> _Brief_:
Answer with the exact lines of the following material from the one containing "Please put a dot on every instance of the spire" through the one containing "Please put a dot on every instance of the street", both end lines included.

> _Exercise material_:
Segment Open

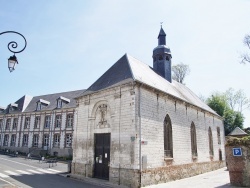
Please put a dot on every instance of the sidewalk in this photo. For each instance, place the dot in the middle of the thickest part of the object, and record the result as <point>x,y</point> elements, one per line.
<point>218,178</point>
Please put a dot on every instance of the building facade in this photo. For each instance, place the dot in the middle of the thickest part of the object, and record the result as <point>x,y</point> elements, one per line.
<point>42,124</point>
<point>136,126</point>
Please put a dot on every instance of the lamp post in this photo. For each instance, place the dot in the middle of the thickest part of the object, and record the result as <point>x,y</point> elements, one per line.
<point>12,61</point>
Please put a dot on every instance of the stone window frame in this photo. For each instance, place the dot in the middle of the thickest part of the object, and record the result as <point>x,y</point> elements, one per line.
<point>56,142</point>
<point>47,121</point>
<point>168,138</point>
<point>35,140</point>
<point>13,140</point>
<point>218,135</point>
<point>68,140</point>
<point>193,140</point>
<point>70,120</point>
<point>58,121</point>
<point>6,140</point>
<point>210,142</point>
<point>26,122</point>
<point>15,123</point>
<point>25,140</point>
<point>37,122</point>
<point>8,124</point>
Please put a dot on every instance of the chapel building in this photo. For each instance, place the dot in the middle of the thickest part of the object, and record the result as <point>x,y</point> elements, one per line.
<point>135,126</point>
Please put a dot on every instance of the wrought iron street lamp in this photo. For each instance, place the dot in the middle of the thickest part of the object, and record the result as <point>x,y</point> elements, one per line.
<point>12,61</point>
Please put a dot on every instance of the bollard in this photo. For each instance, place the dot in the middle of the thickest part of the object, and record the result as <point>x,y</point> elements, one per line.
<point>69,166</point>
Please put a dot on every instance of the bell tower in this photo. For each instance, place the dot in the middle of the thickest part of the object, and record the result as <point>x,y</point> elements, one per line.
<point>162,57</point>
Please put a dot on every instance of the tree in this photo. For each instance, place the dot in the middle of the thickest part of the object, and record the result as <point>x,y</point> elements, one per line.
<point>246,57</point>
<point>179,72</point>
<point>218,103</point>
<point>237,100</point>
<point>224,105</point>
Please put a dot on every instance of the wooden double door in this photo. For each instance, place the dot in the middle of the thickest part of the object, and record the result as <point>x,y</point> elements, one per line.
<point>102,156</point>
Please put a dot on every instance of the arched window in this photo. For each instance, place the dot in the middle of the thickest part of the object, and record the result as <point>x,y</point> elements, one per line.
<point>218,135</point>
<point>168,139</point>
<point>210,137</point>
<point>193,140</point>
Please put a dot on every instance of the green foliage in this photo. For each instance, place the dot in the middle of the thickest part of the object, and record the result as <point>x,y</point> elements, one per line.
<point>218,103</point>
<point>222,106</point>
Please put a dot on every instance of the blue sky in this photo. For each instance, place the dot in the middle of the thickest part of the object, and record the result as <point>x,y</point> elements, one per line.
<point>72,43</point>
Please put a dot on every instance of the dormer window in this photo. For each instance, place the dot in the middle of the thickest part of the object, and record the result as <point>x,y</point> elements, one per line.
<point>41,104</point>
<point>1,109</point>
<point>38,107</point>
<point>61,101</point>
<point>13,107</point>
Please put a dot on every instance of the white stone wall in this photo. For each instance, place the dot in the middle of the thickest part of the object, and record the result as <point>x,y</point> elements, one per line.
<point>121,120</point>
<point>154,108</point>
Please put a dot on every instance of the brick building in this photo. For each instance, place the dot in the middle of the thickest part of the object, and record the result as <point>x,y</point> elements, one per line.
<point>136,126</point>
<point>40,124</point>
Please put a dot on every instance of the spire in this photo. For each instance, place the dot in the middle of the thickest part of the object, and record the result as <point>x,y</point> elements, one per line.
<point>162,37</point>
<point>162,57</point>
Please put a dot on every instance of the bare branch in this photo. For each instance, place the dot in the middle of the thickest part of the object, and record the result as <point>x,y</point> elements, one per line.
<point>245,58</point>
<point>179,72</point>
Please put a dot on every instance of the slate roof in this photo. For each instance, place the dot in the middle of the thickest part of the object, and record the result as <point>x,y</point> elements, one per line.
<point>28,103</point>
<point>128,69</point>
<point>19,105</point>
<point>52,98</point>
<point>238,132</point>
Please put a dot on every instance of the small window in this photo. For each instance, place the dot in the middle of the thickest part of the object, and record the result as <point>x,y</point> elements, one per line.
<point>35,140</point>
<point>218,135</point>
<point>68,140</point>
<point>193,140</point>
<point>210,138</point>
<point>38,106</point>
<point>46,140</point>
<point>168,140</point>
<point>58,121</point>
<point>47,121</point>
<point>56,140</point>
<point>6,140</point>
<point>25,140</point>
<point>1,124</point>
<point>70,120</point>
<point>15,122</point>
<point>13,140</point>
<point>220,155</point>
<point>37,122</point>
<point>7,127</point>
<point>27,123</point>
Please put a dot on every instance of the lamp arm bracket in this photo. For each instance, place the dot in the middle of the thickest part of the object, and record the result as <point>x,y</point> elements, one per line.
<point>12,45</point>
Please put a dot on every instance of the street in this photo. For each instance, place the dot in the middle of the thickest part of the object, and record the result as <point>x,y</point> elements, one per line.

Segment Closed
Segment Open

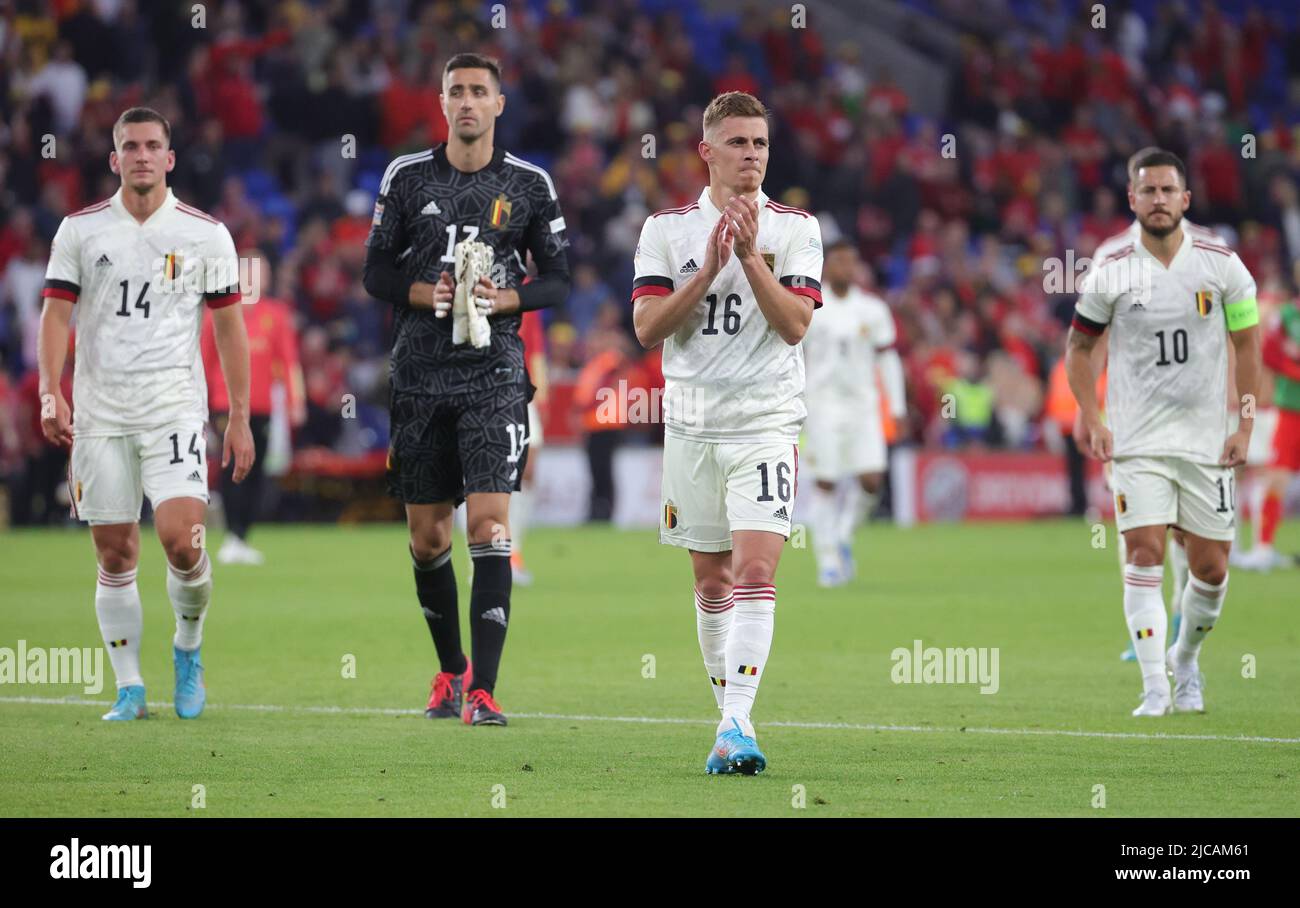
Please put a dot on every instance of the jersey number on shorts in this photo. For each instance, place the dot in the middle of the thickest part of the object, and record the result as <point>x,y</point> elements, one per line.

Segment Closed

> _The answer_:
Please put a dot on every instance of the spire in this photo. For each instance, place the dot in the middle of the thickest part of the object, and record the result as <point>x,y</point> elements, one per line.
<point>162,37</point>
<point>162,57</point>
Please put a dot on every instance of the bare branch in this photo. For each instance, place the dot in the middle of the thickest part of the object, and record the result as <point>x,y</point> elements, one per line.
<point>245,58</point>
<point>179,72</point>
Please put a dot on every instance of the slate roof in this photo. For each instance, place the dot in the middle of the thickest part of the object, and record the result as <point>x,y</point> elements, one per line.
<point>28,103</point>
<point>128,69</point>
<point>19,105</point>
<point>52,98</point>
<point>238,132</point>
Please put a dot on every instance of the small window in this photo. For each instance, place the dot in the middle of the thickest part of the object, and record the result as <point>x,y</point> elements, one per line.
<point>35,140</point>
<point>218,135</point>
<point>68,140</point>
<point>193,140</point>
<point>210,138</point>
<point>38,106</point>
<point>46,140</point>
<point>168,140</point>
<point>58,121</point>
<point>47,121</point>
<point>56,140</point>
<point>6,140</point>
<point>25,140</point>
<point>1,124</point>
<point>70,120</point>
<point>15,122</point>
<point>13,140</point>
<point>220,155</point>
<point>37,122</point>
<point>7,127</point>
<point>27,123</point>
Please put a dot on every instance of the lamp arm bracket in this photo. For each instance, place the dot in the middle of the thickest part of the object, and record the result as <point>x,y</point> elements, one per line.
<point>12,45</point>
Please put a dot on every instance of the street in this photo. For each instance, place the dot in the middle of the thickest part of the object, and record the result as <point>x,y</point> elements, one per line.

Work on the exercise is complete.